++++ Quoted text ++++
But here’s the thing: The Careys and Marshmans never had a single convert until their seventh year on the mission field, and when he was baptized, it caused a riot among the Indians, resulting in political opposition with the colonial administrators.

Years later, God did bless William Carey and his missionary co-workers with a great harvest of people won to Christ.

Now put yourself in their shoes for a moment and imagine how you would feel in year six! What if you gave up in year six, just before God open the doors to success opened in India? All that labor would have been for nothing!

What made them stay and suffer for Christ, and labor and pray and be faithful and witness in a hard field with a difficult people for years with no results! Their journals reveal that the very things we find in today’s text kept them on the field! But they also record many discouraging days—days when the Careys and Marshmens questioned their calling, their motives, their methods, even their own sanity!

Well, he wouldn’t have been the first to do so. In fact, when Paul left Athens, most scholars believe that he was very discouraged. He had had a comparatively unsuccessful campaign in Athens. Everywhere he had gone, he met with opposition and persecution, but usually he left a healthy church—but not in Athens.
++++ Information shown ++++
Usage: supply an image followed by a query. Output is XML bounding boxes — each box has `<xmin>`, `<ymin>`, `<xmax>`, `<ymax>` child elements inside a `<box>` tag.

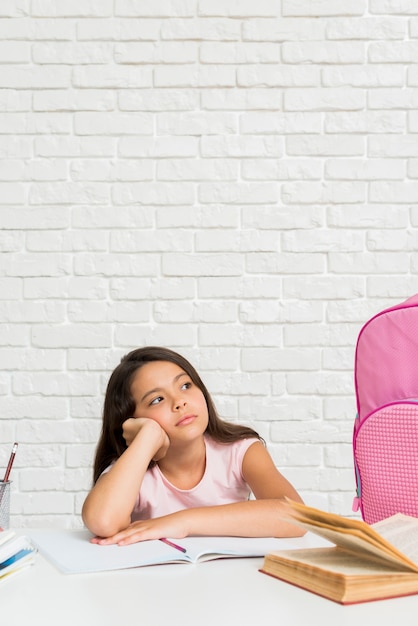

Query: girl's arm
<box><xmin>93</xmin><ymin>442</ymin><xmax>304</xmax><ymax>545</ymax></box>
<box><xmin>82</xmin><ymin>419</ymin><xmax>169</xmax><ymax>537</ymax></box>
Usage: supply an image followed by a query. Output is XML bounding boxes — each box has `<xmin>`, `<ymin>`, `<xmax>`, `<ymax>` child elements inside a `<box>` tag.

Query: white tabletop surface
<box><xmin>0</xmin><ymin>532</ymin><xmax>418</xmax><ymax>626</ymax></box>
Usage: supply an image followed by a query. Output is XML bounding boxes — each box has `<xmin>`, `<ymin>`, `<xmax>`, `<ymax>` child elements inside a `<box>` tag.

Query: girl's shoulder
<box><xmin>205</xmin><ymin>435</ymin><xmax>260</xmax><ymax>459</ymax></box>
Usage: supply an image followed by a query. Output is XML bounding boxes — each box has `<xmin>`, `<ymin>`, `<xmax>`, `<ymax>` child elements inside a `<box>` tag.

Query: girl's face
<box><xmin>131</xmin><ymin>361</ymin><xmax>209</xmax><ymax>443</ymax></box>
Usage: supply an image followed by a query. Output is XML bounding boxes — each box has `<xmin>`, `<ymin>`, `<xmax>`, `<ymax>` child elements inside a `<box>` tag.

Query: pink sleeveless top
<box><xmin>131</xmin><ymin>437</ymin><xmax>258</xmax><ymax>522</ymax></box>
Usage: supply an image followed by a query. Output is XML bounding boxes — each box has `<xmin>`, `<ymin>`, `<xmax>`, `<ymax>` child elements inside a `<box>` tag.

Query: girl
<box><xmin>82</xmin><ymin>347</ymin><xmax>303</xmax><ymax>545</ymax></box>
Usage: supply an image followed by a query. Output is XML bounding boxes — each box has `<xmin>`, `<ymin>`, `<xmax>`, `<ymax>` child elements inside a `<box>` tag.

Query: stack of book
++++
- Tasks to perform:
**a)** Copy the sermon passage on William Carey and Paul word for word, from "What made them" to "their own sanity!".
**b)** Continue the sermon passage on William Carey and Paul from the point where it ends.
You won't need the items for this.

- Replies:
**a)**
What made them stay and suffer for Christ, and labor and pray and be faithful and witness in a hard field with a difficult people for years with no results! Their journals reveal that the very things we find in today’s text kept them on the field! But they also record many discouraging days—days when the Careys and Marshmens questioned their calling, their motives, their methods, even their own sanity!

**b)**
Then when Paul came to Corinth…things just seemed to get worse. Paul had run out of money and he was alone without his beloved co-workers for a number of weeks; perhaps months. And Corinth was filled with sinfulness and immorality, and verse 5 says that he was “pressed in his spirit” which means in the Greek that he was “afflicted or suffering in his spirit,”—that is he was suffering a spiritual or mental crisis.

In modern language verses 5-6 are saying this: “When Silas and Timothy came from Macedonia, Paul was in a state of internal conflict and stress. But he did all he could to persuade the Jews that Jesus was in fact God’s Messiah. But to no success. All they did was argue contentiously and contradict him at every turn. Totally exasperated, Paul had finally had it with them and gave up, saying, ‘Your blood is upon your own heads; I am clean: from now on, I’m going to the Gentiles.’”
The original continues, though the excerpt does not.